__Selection__
Contrastive PCA++ (cPCA++) Performs Contrastive PCA++ (cPCA++) to find directions that capture variation enriched in a "foreground" dataset relative to a "background" dataset. This implementation follows the cPCA++ approach which directly solves the generalized eigenvalue problem Rf v = lambda Rb v, where Rf and Rb are the covariance matrices of the foreground and background data, centered using the background mean.

Contrastive PCA++ (cPCA++) Performs Contrastive PCA++ (cPCA++) to find directions that capture variation enriched in a "foreground" dataset relative to a "background" dataset. This implementation follows the cPCA++ approach which directly solves the generalized eigenvalue problem Rf v = lambda Rb v, where Rf and Rb are the covariance matrices of the foreground and background data, centered using the background mean.

Usage

cPCAplus(
  X_f,
  X_b,
  ncomp = NULL,
  center_background = TRUE,
  lambda = 0,
  method = c("geigen", "primme", "sdiag", "corpcor"),
  strategy = c("auto", "feature", "sample"),
  verbose = getOption("multivarious.verbose", TRUE),
  sample_rank = NULL,
  sample_oversample = 10L,
  ...
)

Arguments

X_f

A numeric matrix representing the foreground dataset (samples x features).

__Input data__
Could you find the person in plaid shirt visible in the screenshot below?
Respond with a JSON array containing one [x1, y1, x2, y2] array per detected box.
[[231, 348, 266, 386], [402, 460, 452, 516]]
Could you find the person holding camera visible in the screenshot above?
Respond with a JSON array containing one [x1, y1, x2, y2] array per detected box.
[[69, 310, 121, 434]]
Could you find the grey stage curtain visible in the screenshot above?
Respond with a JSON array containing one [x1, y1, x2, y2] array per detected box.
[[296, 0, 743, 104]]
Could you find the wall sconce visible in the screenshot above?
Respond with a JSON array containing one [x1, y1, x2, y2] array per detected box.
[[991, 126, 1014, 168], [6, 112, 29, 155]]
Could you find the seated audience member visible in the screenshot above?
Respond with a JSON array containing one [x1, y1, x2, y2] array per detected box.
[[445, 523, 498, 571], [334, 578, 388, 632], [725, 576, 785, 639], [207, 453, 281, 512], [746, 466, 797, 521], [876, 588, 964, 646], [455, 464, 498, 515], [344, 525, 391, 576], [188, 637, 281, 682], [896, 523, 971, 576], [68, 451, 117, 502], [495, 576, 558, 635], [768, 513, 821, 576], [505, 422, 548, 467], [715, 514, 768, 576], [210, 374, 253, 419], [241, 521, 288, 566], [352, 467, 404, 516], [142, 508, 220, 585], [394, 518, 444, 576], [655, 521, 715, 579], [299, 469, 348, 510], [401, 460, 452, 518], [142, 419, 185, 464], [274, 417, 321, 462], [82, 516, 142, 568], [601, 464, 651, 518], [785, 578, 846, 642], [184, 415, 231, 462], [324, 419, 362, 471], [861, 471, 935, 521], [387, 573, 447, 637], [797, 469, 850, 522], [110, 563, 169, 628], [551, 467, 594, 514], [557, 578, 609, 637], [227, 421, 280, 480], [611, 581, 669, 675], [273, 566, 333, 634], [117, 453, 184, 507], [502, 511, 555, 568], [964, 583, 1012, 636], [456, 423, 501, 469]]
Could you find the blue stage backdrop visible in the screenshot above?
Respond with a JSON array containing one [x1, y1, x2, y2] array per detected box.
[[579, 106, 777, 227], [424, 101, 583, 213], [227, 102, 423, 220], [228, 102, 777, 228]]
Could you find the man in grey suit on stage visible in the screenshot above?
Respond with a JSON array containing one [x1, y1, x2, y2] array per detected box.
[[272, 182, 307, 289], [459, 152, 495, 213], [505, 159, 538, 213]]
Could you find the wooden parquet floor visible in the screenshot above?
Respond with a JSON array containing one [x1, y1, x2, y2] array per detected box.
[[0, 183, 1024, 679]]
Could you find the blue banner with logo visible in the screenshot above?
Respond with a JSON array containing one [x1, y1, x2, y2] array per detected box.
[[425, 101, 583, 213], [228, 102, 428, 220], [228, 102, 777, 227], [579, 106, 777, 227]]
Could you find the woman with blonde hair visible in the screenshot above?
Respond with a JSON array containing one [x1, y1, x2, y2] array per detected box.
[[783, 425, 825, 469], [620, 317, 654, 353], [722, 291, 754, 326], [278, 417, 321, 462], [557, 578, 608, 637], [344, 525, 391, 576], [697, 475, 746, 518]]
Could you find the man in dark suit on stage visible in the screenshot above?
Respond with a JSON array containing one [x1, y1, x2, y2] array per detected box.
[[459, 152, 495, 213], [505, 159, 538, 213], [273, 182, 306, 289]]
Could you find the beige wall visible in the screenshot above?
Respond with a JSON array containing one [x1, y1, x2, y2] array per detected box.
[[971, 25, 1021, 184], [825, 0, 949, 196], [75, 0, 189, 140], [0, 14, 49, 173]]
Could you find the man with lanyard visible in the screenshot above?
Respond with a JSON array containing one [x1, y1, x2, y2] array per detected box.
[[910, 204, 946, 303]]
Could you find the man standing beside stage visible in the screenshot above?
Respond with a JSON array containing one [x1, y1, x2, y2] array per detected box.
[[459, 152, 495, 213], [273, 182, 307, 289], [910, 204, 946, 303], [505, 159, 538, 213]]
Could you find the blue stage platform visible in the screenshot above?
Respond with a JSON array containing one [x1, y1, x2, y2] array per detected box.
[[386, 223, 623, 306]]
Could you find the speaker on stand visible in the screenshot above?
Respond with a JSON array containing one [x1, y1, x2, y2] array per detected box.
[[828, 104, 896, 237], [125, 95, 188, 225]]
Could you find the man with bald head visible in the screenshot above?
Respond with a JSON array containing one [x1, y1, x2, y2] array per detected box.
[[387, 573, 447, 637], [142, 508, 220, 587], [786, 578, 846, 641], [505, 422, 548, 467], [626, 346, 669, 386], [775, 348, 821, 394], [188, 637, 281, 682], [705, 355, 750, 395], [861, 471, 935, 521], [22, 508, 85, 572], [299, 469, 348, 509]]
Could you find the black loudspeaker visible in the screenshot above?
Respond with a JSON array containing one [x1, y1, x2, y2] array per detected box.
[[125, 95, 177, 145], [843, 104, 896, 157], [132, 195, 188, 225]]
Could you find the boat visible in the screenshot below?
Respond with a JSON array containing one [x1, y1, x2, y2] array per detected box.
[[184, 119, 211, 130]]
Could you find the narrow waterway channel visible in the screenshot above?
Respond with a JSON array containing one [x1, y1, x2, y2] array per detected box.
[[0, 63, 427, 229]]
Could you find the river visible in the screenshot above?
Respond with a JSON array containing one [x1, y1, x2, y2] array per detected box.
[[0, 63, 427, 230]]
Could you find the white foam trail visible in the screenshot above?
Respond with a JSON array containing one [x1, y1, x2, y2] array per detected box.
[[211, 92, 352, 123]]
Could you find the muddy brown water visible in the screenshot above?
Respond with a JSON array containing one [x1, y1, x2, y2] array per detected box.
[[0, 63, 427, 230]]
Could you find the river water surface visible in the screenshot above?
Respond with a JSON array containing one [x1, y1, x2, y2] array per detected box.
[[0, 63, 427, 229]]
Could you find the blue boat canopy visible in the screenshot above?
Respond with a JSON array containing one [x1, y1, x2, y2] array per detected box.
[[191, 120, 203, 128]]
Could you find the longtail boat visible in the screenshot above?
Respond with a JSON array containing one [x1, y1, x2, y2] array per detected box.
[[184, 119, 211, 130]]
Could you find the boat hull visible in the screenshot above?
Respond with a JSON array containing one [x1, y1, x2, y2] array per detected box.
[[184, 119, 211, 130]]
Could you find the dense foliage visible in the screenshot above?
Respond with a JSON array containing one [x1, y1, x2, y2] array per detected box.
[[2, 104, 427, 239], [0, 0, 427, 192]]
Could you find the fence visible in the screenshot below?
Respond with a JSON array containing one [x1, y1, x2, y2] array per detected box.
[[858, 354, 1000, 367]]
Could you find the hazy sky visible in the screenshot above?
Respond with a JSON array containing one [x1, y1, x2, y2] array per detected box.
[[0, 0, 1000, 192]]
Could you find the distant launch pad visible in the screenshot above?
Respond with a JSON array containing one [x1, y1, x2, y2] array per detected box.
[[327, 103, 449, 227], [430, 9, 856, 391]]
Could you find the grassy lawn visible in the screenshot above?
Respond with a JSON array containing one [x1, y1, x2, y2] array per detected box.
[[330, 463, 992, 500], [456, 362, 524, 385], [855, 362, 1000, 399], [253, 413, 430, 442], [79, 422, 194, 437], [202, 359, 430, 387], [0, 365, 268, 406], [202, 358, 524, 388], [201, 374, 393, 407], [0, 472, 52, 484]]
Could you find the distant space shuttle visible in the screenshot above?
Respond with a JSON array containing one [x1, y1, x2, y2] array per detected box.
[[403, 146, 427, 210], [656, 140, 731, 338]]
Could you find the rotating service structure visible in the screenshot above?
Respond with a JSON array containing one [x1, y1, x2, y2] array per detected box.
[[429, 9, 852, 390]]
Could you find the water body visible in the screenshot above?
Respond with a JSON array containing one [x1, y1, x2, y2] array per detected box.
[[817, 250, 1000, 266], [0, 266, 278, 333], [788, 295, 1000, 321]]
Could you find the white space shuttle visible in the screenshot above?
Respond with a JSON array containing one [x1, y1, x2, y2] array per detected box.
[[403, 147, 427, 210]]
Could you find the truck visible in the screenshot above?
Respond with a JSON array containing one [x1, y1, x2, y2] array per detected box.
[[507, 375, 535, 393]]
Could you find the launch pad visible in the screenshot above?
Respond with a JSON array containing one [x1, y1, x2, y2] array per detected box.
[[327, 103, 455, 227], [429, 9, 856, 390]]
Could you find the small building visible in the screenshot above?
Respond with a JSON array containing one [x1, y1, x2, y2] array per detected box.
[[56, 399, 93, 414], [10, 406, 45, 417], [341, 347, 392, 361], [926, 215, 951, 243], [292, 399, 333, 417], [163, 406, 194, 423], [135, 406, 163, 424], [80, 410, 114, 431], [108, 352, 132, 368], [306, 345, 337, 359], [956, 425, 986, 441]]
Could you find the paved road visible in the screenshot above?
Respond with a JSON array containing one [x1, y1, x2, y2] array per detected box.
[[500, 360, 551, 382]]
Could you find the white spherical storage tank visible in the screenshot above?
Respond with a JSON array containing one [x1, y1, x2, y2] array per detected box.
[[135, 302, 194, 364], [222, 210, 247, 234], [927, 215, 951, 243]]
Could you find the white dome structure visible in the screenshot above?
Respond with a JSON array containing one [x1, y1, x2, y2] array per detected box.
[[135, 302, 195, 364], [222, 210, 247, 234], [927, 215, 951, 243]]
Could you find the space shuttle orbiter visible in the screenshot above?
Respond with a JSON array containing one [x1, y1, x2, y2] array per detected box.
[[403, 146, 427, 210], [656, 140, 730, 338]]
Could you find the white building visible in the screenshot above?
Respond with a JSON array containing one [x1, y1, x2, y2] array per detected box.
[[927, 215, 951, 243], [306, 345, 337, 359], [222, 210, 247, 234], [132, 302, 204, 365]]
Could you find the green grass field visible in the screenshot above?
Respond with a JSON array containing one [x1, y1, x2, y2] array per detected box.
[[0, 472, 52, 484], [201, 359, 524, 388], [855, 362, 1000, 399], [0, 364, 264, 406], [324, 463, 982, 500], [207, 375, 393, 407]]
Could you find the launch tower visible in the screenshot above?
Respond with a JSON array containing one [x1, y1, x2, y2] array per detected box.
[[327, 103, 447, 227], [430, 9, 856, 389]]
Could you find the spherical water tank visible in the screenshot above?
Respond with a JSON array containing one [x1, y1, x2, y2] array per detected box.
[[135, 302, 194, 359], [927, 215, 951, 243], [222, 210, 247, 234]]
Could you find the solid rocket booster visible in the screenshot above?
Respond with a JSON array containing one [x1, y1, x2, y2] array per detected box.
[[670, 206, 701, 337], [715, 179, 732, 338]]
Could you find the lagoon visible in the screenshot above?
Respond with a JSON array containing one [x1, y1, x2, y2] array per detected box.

__To-do list__
- A) List the options the cPCA++ documentation gives for the method argument.
- B) Recast the rows between the line holding "Could you find the man in grey" and the line holding "[[910, 204, 946, 303]]", inclusive, as a two-column CSV with the columns request and boxes. Include one line per row, and put each field in double quotes with line breaks turned into spaces.

__Exercise results__
- A)
geigen
primme
sdiag
corpcor

- B)
request,boxes
"Could you find the man in grey suit on stage visible in the screenshot above? Respond with a JSON array containing one [x1, y1, x2, y2] array per detected box.","[[272, 182, 307, 289], [459, 152, 495, 213], [505, 159, 538, 213]]"
"Could you find the wooden parquet floor visible in the screenshot above? Respond with a JSON array containing one [x1, y1, x2, y2] array per detected box.","[[0, 183, 1024, 679]]"
"Could you find the blue banner with logo visible in the screenshot above? Respond with a JSON array containing one [x1, y1, x2, y2] array per detected box.","[[425, 101, 583, 213], [228, 102, 428, 220], [228, 102, 777, 227], [579, 106, 777, 227]]"
"Could you find the woman with blonde hair visible in the screenshot above? Respond with a JSON array containing one [x1, y1, x2, y2] array per detected box.","[[783, 425, 825, 469], [620, 317, 654, 353], [722, 291, 754, 326], [278, 417, 321, 462], [557, 578, 608, 637], [344, 525, 391, 576], [697, 475, 746, 518]]"
"Could you find the man in dark suit on stage visible in the screenshot above? Respond with a JSON array containing one [x1, y1, x2, y2] array per detected box.","[[459, 152, 495, 213], [505, 159, 538, 213], [273, 182, 306, 289]]"
"Could you find the beige wall visible in the screenshot above? Respond with a JSON array containing one [x1, y1, x2, y2] array per detected box.","[[971, 25, 1021, 184], [825, 0, 949, 196], [75, 0, 189, 140], [0, 14, 49, 173]]"
"Could you find the man with lanyard visible in the screenshot above? Respond with a JSON array containing one [x1, y1, x2, y2] array per detected box.","[[910, 204, 946, 303]]"